WHAT THE TASK ASKS
Convert every line of the entries below into a numbered list, omitting any blank lines.

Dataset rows
::::
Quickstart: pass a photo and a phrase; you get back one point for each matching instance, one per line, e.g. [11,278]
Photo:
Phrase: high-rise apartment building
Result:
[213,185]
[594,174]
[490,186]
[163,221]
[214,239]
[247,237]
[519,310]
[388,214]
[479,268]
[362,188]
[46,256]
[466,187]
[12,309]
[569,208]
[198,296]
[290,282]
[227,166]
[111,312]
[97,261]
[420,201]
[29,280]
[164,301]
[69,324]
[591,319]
::::
TASK ANSWER
1. Quickstart: pass a photo and a phrase; you get back one point for each matching instance, one per line, e.g. [11,278]
2. Photo:
3. Phrase: high-rise apartment building
4. Result:
5. [213,185]
6. [594,174]
7. [490,186]
8. [163,221]
9. [214,239]
10. [247,237]
11. [519,310]
12. [388,214]
13. [479,268]
14. [362,188]
15. [46,256]
16. [466,187]
17. [12,309]
18. [569,208]
19. [198,296]
20. [290,282]
21. [227,166]
22. [111,312]
23. [97,261]
24. [420,201]
25. [29,280]
26. [164,301]
27. [69,324]
28. [591,319]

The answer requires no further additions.